━━━ Available data
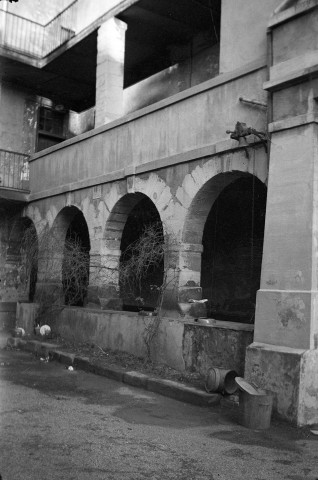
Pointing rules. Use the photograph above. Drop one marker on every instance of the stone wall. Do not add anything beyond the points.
(183, 346)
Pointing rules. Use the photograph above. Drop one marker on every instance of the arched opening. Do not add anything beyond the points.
(232, 250)
(23, 253)
(75, 263)
(142, 294)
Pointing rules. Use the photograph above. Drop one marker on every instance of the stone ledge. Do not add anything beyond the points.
(168, 388)
(290, 13)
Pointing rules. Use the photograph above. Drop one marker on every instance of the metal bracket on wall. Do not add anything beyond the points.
━━━━━━
▶ [What the exercise asks] Copy out all of the rows above word for word, leaving out the pictures.

▶ [Finished answer]
Pointing rules. Use the photograph above. Drop one marker on every instance of the stone wall. Do not add anything beyond the points.
(183, 346)
Pointing rules. Use the photograph above. Drop one marker on every instance of the arched opening. Do not add anything beyond the points.
(232, 250)
(23, 253)
(75, 263)
(142, 294)
Pointing rules. Use the photograph above. Drop one marker on every instance of the stone ledge. Do not add anything beyond the points.
(168, 388)
(290, 13)
Pointing rules. Use the photograph above. Drop one marker on every instance of the metal bracket on wall. Do not add anything beyond the points.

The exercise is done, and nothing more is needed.